WHAT THIS TASK INVOLVES: Give part of the mailing list reply again, updated so that "production box" becomes "production server": begin at the words "I am just trying" and stop after "Vs windowing function.".

Re: Re: Using indexes for ORDER BY and PARTITION BY clause in windowing functions

From: Sameer Kumar <sameer(dot)kumar(at)ashnik(dot)com>
To: David Johnston <polobo(at)yahoo(dot)com>
Cc: pgsql-hackers(at)postgresql(dot)org
Subject: Re: Re: Using indexes for ORDER BY and PARTITION BY clause in windowing functions
Date: 2013-10-24 04:01:57
Message-ID: CADp-Sm6-pVk9P7tLrme=CYmBjXzYNzu+WNbSA1V_NbTrMFWoKA@mail.gmail.com
Views: Raw Message | Whole Thread | Download mbox | Resend email
Thread:
Lists: pgsql-hackers

Agree that windowing function will return all the rows compared to max and
group by returing only max rows per group. But even while arriving at the
aggregate/sorting windowing function seems to spend more effort than group
by/order by.

I am just trying to see if we could somehow optimize the way windowing
operations are performed. (May be in query rewrite). Datawarehouses could
use that improvement.
Its not my production box, so I can live with disk sort. I have tried with
huge sorting memory but still I see a similar difference in cost of sorting
for grouping/ordering Vs windowing function.
Another thing regarding work_memory, I have generally seen that windowing
functions expect more amount of memory for sorting compared to
grouping/ordering clauses.

[Stored data]
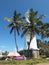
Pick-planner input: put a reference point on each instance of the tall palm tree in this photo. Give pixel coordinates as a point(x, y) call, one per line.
point(14, 25)
point(32, 25)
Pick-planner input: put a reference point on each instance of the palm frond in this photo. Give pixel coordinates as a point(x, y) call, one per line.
point(8, 25)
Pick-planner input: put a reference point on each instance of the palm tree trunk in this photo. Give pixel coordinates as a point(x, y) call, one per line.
point(15, 39)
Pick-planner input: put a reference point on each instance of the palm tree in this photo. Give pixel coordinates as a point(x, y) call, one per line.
point(32, 25)
point(14, 25)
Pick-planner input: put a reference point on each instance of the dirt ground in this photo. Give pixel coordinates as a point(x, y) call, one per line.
point(43, 64)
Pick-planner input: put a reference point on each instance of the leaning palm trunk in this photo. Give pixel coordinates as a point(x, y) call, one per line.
point(15, 39)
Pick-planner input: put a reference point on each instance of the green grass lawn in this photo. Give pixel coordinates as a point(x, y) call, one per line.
point(23, 62)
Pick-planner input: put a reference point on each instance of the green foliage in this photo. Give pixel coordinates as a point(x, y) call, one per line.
point(24, 62)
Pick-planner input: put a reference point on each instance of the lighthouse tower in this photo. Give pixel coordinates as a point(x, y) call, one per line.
point(33, 44)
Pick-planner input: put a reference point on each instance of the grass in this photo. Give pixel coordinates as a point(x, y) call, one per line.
point(23, 62)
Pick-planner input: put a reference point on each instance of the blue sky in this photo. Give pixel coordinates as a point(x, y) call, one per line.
point(7, 8)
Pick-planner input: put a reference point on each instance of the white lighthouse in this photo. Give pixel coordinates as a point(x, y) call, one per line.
point(33, 44)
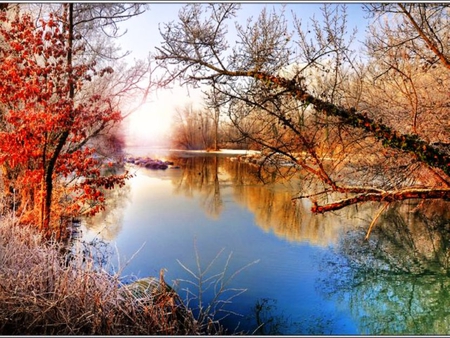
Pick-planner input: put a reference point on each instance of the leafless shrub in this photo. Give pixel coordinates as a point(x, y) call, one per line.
point(42, 293)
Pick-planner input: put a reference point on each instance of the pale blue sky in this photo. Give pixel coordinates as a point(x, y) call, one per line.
point(154, 118)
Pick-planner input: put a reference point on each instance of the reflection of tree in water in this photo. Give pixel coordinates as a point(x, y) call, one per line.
point(109, 222)
point(275, 211)
point(201, 174)
point(397, 281)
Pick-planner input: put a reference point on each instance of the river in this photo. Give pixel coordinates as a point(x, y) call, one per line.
point(280, 265)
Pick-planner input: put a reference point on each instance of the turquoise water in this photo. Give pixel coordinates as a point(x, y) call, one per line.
point(294, 262)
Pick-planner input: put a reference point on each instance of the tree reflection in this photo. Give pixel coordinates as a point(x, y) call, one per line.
point(201, 174)
point(397, 281)
point(270, 200)
point(109, 221)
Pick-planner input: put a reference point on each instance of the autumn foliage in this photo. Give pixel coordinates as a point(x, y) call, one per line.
point(49, 170)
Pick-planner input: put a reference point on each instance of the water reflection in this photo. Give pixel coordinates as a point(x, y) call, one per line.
point(201, 174)
point(397, 282)
point(270, 203)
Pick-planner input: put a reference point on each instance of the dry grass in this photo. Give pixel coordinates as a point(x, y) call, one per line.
point(42, 295)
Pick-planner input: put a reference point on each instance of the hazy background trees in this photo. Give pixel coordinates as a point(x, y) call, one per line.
point(366, 124)
point(60, 97)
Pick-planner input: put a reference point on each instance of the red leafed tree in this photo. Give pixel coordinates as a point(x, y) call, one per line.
point(49, 169)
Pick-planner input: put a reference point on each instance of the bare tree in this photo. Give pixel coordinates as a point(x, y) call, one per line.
point(325, 128)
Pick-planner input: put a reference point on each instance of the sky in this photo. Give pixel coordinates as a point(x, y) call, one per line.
point(153, 119)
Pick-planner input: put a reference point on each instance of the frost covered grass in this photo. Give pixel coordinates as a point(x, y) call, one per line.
point(41, 293)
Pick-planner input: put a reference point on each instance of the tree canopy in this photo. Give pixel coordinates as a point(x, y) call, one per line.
point(361, 126)
point(51, 111)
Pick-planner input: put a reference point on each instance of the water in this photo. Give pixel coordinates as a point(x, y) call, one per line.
point(308, 274)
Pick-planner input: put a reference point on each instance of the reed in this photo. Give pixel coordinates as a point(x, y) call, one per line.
point(41, 293)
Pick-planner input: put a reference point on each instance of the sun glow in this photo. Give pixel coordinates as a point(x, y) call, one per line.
point(151, 123)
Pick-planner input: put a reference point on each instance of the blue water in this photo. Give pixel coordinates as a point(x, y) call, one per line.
point(163, 226)
point(309, 274)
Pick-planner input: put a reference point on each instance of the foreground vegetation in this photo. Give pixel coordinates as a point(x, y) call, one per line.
point(44, 294)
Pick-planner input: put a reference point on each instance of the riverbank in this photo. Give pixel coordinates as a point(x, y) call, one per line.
point(43, 293)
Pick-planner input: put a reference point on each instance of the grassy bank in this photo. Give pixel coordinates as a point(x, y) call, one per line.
point(42, 294)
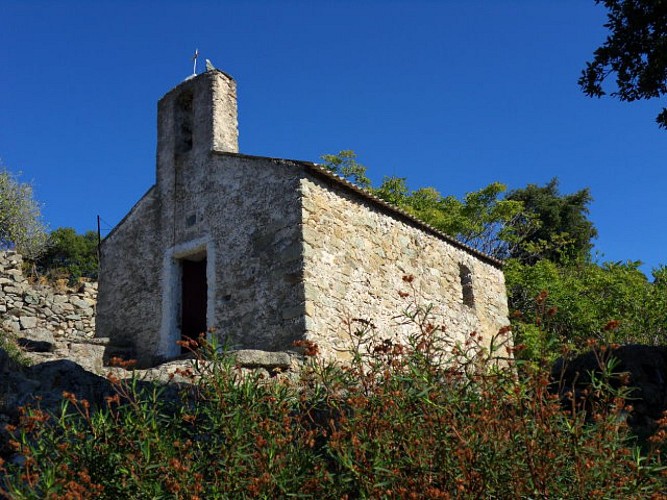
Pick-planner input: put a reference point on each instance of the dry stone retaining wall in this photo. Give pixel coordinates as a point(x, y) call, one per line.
point(49, 323)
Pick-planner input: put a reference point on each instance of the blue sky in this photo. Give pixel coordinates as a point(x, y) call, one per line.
point(451, 94)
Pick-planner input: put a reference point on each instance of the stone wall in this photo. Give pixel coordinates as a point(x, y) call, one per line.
point(48, 323)
point(356, 255)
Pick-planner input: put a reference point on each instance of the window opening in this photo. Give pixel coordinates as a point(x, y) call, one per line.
point(183, 123)
point(465, 276)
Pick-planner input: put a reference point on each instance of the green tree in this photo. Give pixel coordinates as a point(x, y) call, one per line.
point(70, 255)
point(345, 165)
point(21, 226)
point(573, 302)
point(478, 220)
point(552, 226)
point(635, 51)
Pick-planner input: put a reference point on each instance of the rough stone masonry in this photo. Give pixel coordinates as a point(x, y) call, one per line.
point(260, 252)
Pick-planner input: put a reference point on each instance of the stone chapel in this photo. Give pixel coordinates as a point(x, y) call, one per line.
point(260, 252)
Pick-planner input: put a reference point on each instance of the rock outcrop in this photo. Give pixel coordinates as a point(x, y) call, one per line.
point(640, 368)
point(49, 323)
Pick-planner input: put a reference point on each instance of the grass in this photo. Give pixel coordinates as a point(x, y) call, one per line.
point(427, 418)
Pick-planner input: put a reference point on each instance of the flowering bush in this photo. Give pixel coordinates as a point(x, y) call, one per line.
point(428, 418)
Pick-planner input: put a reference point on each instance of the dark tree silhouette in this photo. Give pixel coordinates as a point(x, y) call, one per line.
point(635, 51)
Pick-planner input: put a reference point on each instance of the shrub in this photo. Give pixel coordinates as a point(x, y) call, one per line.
point(397, 422)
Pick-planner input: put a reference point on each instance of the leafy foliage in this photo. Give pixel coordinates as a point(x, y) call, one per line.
point(478, 220)
point(634, 51)
point(395, 423)
point(21, 226)
point(612, 302)
point(70, 255)
point(552, 226)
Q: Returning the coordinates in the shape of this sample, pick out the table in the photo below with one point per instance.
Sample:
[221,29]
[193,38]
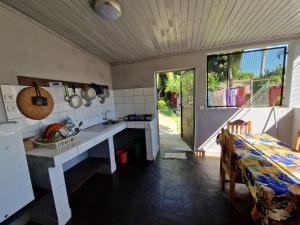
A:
[271,171]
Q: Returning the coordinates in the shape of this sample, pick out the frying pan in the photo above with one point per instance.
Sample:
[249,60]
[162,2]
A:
[75,101]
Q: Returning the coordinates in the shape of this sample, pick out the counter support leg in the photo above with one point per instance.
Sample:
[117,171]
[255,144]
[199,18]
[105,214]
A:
[113,166]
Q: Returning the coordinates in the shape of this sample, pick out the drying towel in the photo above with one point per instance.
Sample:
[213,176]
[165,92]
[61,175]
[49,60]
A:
[210,99]
[274,95]
[219,98]
[231,94]
[241,96]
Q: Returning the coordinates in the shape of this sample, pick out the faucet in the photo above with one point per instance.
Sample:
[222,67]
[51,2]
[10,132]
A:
[105,114]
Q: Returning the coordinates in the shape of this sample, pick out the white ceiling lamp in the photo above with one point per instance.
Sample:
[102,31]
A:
[108,9]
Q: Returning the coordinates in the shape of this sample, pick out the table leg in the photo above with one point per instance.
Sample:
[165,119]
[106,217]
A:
[112,159]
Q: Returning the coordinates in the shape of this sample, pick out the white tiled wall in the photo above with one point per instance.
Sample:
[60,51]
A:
[88,115]
[134,101]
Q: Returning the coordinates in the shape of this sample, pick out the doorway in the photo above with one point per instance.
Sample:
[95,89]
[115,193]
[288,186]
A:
[175,104]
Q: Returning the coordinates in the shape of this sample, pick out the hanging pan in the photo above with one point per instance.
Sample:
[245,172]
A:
[75,101]
[35,102]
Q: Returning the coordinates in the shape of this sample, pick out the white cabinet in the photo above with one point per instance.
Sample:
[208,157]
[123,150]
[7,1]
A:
[15,184]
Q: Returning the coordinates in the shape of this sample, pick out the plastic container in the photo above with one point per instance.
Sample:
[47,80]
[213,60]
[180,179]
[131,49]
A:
[139,149]
[122,156]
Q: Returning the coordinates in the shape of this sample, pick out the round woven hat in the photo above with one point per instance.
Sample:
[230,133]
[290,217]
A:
[30,110]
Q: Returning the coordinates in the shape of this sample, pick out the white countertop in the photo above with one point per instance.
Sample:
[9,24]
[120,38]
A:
[86,139]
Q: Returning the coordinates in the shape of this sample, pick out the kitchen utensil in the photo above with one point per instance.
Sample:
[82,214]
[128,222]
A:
[101,100]
[104,93]
[86,103]
[74,100]
[88,93]
[77,129]
[38,99]
[96,87]
[33,105]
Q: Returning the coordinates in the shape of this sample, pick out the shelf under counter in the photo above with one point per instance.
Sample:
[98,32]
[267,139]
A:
[80,173]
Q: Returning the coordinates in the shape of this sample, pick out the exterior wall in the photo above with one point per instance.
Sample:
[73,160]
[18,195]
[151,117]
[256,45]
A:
[134,101]
[296,125]
[208,120]
[28,49]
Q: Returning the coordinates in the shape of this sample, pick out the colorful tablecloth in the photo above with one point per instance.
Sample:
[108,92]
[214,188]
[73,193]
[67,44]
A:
[271,171]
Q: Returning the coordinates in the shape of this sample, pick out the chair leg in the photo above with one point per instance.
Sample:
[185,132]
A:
[223,177]
[232,187]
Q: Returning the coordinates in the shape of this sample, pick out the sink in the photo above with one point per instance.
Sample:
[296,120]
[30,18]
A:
[110,122]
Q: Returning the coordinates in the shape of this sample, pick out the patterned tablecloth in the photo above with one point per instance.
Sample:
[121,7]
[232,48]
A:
[271,171]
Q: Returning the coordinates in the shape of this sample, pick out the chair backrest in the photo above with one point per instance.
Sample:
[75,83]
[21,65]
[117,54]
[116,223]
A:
[298,141]
[227,145]
[239,126]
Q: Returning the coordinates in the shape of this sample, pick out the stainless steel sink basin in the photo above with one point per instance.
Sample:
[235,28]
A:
[109,122]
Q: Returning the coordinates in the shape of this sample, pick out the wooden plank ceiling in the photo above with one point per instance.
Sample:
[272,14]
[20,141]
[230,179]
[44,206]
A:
[152,28]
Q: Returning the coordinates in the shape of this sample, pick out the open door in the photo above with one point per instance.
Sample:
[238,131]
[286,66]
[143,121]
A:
[187,107]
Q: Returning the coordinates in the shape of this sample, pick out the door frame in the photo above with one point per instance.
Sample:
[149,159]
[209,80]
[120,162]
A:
[194,106]
[156,73]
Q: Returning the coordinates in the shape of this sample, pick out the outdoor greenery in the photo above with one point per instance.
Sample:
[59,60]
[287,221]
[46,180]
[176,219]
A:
[167,111]
[161,104]
[226,68]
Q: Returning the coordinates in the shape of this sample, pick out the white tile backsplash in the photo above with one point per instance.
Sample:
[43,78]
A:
[119,100]
[139,99]
[139,106]
[138,91]
[89,115]
[128,92]
[135,100]
[119,107]
[128,100]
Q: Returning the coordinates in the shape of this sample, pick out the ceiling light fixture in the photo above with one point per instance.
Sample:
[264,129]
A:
[108,9]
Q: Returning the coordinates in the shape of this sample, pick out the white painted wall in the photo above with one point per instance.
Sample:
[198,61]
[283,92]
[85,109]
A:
[296,125]
[29,49]
[208,120]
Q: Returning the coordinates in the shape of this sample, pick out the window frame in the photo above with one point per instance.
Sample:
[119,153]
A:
[285,47]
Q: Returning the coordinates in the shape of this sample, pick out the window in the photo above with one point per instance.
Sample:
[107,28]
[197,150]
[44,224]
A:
[248,78]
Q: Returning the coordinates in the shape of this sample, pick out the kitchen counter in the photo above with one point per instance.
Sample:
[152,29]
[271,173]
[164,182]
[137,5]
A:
[47,171]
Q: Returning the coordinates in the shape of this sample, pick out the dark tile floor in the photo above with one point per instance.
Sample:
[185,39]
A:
[166,192]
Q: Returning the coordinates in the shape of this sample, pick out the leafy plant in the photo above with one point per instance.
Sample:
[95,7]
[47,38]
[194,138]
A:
[161,105]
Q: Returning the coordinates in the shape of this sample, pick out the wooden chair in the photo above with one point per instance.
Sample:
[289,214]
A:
[227,161]
[298,141]
[239,126]
[235,127]
[228,164]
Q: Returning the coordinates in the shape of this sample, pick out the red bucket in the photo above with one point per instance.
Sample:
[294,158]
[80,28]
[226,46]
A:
[122,156]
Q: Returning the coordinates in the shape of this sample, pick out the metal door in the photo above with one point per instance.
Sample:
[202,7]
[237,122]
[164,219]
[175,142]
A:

TASK ANSWER:
I am just trying to see if we could somehow optimize the way windowing
operations are performed. (May be in query rewrite). Datawarehouses could
use that improvement.
Its not my production server, so I can live with disk sort. I have tried with
huge sorting memory but still I see a similar difference in cost of sorting
for grouping/ordering Vs windowing function.